The famous atheist Darwinist Michael Shermer is calling Monkey Girl “[a] must read for anyone who cares about science, education, and liberty.” P.Z. Myers, the well-known atheist biologist who told us that “I get to vote on tenure decisions at my university, and I can assure you that if someone comes up who claims that ID ‘theory’ is science, I will vote against them,” has high praise for Humes’ book:
This book reads like a novel. Even though I knew how it would turn out, I had to keep going… I knew there was a first-rate dramatic story in the Dover trial, and Edward Humes has written it. Now I’m just waiting for the movie.
Humes also allowed the LA Times to have a review copy. The LA Times reviewer apparently believes it is a “a cruel twist to evolutionists” that “human beings are ‘genetically disposed to believe in mysteries, miracles, God, and faith.'” The reviewer also states that he “only wish[es]” he could “close” his eyes to the Christian “fundamentalism” Humes recounts in his book.** These are all interesting reviewers, and Humes also posts high praise from various other Darwinist bloggers who typically take the Darwinist party line.
But that is only the beginning.

----

### Questions to answer:
a. Could you transcribe the passage on reviews of Monkey Girl from "The famous atheist" to "for the movie."?
b. Can you write the next part of the passage on reviews of Monkey Girl, picking up after its last sentence?

----

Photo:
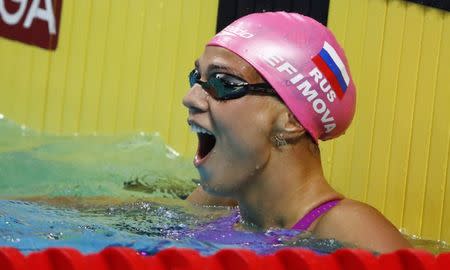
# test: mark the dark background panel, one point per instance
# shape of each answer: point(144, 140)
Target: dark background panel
point(230, 10)
point(442, 4)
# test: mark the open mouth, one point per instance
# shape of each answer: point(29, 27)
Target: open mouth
point(206, 141)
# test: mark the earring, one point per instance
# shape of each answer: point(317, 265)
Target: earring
point(279, 140)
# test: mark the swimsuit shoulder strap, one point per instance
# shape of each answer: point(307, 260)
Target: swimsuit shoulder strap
point(305, 222)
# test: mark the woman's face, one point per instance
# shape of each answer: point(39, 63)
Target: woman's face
point(240, 145)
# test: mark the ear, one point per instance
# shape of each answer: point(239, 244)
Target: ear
point(288, 128)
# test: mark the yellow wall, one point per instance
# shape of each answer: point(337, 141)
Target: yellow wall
point(396, 154)
point(122, 66)
point(119, 66)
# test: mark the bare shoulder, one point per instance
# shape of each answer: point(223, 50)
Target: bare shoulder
point(360, 224)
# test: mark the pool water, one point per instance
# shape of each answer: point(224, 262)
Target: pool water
point(90, 192)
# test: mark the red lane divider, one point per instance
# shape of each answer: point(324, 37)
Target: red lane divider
point(115, 258)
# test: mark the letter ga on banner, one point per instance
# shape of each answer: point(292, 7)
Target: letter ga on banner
point(34, 22)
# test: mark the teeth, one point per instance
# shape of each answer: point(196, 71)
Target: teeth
point(198, 129)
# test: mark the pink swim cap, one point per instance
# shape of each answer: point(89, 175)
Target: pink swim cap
point(302, 61)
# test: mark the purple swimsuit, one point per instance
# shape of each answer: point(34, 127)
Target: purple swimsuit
point(305, 222)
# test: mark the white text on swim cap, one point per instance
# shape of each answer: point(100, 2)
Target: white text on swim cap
point(304, 86)
point(235, 31)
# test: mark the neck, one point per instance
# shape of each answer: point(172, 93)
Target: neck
point(277, 197)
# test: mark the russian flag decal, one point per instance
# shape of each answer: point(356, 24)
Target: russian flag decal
point(331, 65)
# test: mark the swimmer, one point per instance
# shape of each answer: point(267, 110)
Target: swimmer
point(265, 90)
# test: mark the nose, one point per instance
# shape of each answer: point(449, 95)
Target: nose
point(196, 99)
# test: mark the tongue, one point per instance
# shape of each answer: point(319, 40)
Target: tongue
point(205, 144)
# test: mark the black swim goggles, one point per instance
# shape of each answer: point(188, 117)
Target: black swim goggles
point(222, 86)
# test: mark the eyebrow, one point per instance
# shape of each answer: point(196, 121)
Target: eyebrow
point(212, 68)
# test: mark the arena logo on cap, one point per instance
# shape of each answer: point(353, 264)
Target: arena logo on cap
point(235, 31)
point(331, 65)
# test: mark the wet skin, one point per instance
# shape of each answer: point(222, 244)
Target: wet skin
point(243, 127)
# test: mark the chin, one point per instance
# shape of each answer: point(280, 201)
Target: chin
point(216, 189)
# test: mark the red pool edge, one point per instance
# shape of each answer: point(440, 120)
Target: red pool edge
point(176, 258)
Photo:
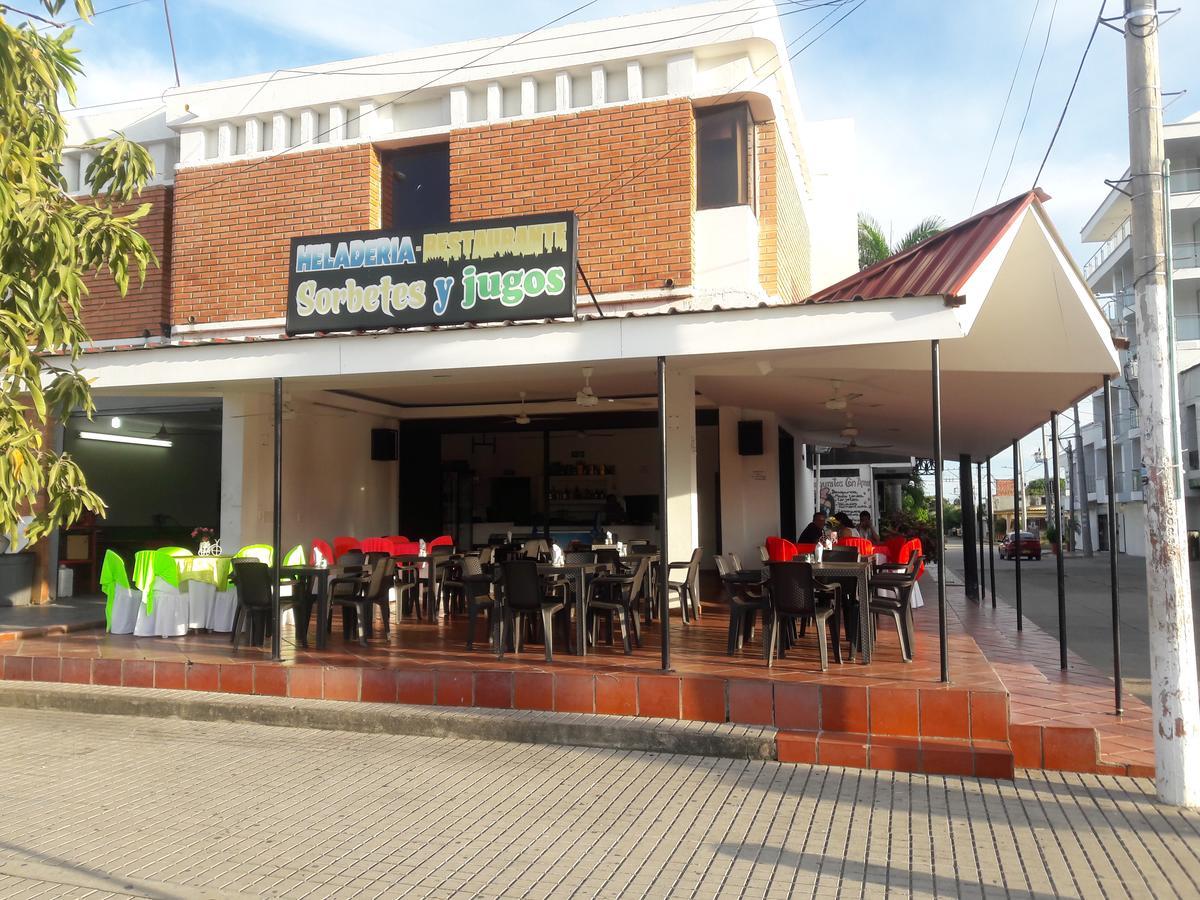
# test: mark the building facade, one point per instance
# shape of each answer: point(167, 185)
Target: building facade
point(1110, 273)
point(695, 183)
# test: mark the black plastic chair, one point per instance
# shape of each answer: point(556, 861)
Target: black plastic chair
point(615, 595)
point(525, 593)
point(796, 594)
point(747, 600)
point(689, 588)
point(253, 581)
point(897, 601)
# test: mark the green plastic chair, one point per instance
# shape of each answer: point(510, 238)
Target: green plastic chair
point(262, 552)
point(113, 575)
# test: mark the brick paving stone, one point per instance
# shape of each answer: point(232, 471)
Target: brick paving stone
point(219, 809)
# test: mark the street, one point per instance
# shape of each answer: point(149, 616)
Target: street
point(1089, 606)
point(101, 805)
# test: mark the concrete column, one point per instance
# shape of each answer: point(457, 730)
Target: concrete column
point(749, 485)
point(562, 91)
point(805, 489)
point(253, 131)
point(245, 469)
point(634, 79)
point(528, 95)
point(683, 501)
point(495, 101)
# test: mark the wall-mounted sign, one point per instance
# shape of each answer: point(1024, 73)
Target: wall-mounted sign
point(491, 270)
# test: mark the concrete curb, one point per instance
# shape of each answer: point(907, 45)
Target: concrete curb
point(615, 732)
point(23, 634)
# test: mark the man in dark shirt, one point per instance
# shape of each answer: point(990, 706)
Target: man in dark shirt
point(814, 529)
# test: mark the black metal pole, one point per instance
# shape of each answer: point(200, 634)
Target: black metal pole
point(991, 540)
point(1017, 527)
point(1110, 484)
point(1060, 574)
point(664, 556)
point(977, 514)
point(277, 526)
point(939, 510)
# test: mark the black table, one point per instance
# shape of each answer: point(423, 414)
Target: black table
point(303, 610)
point(579, 573)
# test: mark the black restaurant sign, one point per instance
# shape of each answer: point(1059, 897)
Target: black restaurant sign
point(490, 270)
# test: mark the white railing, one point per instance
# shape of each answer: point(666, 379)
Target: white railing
point(1108, 247)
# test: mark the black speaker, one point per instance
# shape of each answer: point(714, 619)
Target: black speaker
point(384, 444)
point(750, 438)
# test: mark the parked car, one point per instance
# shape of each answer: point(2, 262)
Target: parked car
point(1031, 546)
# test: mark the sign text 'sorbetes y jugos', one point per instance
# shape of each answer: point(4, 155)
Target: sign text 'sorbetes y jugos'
point(491, 270)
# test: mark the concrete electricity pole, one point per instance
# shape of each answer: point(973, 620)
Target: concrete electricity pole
point(1173, 670)
point(1085, 513)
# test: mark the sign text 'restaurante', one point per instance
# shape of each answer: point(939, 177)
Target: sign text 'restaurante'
point(472, 271)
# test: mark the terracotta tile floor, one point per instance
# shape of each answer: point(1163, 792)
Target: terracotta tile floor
point(985, 658)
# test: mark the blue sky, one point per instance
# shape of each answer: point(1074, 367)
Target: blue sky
point(924, 81)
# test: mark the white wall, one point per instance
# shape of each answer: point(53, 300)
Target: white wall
point(330, 484)
point(749, 485)
point(726, 250)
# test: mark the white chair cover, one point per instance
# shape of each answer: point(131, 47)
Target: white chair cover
point(126, 603)
point(171, 613)
point(201, 597)
point(225, 607)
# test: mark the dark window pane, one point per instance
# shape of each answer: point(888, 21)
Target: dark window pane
point(420, 186)
point(723, 157)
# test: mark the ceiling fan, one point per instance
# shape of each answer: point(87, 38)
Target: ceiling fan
point(838, 401)
point(586, 396)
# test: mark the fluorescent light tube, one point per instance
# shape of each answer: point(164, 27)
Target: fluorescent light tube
point(123, 439)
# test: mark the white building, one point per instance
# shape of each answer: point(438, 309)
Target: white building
point(1110, 273)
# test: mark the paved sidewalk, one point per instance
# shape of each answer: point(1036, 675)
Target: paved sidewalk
point(100, 805)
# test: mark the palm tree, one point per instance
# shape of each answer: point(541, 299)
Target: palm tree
point(873, 244)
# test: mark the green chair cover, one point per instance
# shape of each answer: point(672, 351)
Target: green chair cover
point(262, 552)
point(113, 575)
point(151, 565)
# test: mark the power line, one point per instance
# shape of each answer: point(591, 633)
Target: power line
point(1029, 103)
point(1003, 112)
point(1099, 18)
point(675, 145)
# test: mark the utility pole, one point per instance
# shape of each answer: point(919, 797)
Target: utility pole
point(1173, 670)
point(1085, 514)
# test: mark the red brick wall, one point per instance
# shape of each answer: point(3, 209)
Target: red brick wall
point(634, 166)
point(234, 223)
point(106, 313)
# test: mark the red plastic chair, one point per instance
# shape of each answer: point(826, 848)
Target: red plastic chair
point(343, 544)
point(779, 550)
point(862, 545)
point(321, 550)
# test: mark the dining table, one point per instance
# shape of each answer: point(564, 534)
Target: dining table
point(861, 571)
point(432, 563)
point(301, 576)
point(579, 574)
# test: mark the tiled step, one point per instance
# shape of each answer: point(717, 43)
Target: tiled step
point(927, 755)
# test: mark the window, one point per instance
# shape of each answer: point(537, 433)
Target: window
point(724, 157)
point(420, 186)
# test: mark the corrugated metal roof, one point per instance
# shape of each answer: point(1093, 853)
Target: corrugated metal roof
point(939, 267)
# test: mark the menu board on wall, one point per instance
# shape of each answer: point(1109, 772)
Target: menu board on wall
point(490, 270)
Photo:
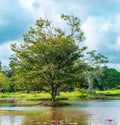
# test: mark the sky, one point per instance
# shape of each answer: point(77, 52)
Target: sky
point(100, 22)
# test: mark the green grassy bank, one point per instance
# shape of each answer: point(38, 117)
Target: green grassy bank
point(81, 94)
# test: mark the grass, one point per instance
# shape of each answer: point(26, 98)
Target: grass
point(77, 94)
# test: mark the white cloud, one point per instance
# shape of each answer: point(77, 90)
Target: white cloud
point(6, 52)
point(103, 34)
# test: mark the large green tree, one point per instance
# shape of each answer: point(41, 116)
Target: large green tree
point(49, 56)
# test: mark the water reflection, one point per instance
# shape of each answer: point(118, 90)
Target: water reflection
point(83, 113)
point(57, 114)
point(10, 120)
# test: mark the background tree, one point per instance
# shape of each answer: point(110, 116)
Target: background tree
point(95, 62)
point(48, 58)
point(110, 79)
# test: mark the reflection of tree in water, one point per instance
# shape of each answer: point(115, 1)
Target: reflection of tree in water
point(56, 114)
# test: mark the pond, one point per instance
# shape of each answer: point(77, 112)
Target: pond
point(80, 112)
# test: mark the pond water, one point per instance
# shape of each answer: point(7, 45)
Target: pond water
point(80, 112)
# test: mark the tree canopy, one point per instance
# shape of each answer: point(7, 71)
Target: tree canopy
point(49, 56)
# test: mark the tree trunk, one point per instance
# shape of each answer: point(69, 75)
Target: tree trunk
point(90, 88)
point(53, 94)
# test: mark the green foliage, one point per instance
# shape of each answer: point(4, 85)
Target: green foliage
point(49, 56)
point(4, 82)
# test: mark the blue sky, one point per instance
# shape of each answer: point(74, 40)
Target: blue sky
point(100, 21)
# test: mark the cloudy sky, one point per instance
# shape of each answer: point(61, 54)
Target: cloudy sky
point(100, 21)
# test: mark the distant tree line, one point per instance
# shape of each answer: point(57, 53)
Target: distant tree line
point(54, 59)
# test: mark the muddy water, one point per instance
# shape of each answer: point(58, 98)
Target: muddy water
point(81, 112)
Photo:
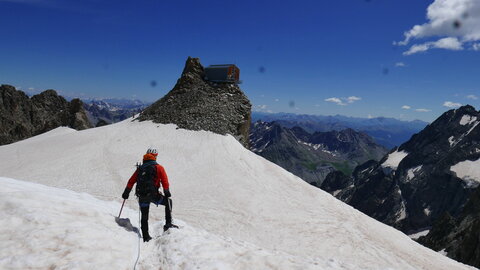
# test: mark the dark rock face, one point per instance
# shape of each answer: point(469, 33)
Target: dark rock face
point(458, 237)
point(413, 193)
point(312, 156)
point(196, 104)
point(22, 117)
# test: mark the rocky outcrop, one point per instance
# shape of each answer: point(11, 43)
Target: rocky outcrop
point(22, 117)
point(458, 237)
point(196, 104)
point(415, 184)
point(312, 156)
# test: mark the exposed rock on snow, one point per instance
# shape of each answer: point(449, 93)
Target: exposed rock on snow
point(469, 171)
point(196, 104)
point(394, 159)
point(467, 120)
point(241, 200)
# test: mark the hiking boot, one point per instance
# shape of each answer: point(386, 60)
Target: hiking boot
point(168, 226)
point(146, 238)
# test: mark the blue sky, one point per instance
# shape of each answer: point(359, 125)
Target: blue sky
point(351, 57)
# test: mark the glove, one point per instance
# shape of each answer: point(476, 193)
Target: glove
point(126, 193)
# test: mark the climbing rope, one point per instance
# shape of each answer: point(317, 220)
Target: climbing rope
point(138, 251)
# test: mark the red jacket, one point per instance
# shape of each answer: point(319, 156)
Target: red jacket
point(160, 178)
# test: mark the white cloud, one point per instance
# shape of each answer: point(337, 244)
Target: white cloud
point(455, 23)
point(449, 43)
point(450, 104)
point(353, 99)
point(343, 101)
point(423, 110)
point(336, 100)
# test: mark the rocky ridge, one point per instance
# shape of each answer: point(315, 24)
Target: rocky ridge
point(416, 183)
point(311, 156)
point(22, 117)
point(196, 104)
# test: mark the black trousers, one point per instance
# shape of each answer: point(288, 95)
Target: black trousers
point(145, 208)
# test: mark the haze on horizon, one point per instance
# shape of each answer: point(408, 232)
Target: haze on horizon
point(405, 59)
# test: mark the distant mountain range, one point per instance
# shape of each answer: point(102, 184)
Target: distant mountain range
point(388, 132)
point(106, 111)
point(432, 179)
point(311, 156)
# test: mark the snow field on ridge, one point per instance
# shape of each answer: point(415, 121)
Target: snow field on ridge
point(222, 188)
point(60, 229)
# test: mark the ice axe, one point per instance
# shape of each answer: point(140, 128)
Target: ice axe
point(125, 222)
point(121, 208)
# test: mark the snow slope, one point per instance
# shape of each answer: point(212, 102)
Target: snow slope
point(224, 191)
point(55, 228)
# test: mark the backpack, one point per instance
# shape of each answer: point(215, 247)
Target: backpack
point(145, 180)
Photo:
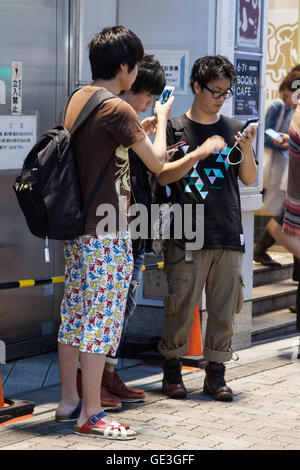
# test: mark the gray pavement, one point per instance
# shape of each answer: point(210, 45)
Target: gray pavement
point(264, 415)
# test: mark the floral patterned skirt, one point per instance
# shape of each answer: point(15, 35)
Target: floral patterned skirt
point(98, 271)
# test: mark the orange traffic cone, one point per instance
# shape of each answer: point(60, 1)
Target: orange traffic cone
point(1, 394)
point(195, 339)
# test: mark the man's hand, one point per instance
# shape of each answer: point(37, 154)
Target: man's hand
point(246, 138)
point(164, 110)
point(282, 144)
point(150, 125)
point(210, 145)
point(296, 118)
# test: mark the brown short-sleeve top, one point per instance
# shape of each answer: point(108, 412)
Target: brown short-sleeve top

----

### List of answers:
a.
The famous atheist Darwinist Michael Shermer is calling Monkey Girl “[a] must read for anyone who cares about science, education, and liberty.” P.Z. Myers, the well-known atheist biologist who told us that “I get to vote on tenure decisions at my university, and I can assure you that if someone comes up who claims that ID ‘theory’ is science, I will vote against them,” has high praise for Humes’ book:
This book reads like a novel. Even though I knew how it would turn out, I had to keep going… I knew there was a first-rate dramatic story in the Dover trial, and Edward Humes has written it. Now I’m just waiting for the movie.

b.
Judge John E. Jones III has apparently endorsed Humes’ book, saying, “Ed Humes’ remarkable and balanced narrative has captured the essence of this complex and emotional dispute. When discussing the trial I have frequently found myself saying that to truly understand it, you had to be there. Humes’ compelling book accomplishes just that.” Make of that whatever you will.
Why Only Darwinist Reviewers?
Perhaps Judge Jones is right and Edward Humes is a good writer who captures the trial with all its emotion. Regardless, there is one giant omission from his reviewers: Anyone who supports ID. In fact, Discovery Institute requested a review copy of Humes’ book to no avail. For someone who claimed to be fair and neutral when he was researching the book, Humes sure seems sheepish about asking anyone who isn’t a well-known hardline Darwinist to review his book.
At this point, I’ve recounted Humes’ glowing praise from only hardline Darwinists, his highly partisan and inaccurate FAQ, and the fact that he changed his FAQ in response to my emails and then did not disclose key changes while accusing me of misstating the FAQ. Yet Humes originally came to me soliciting an interview claiming to be fair and neutral.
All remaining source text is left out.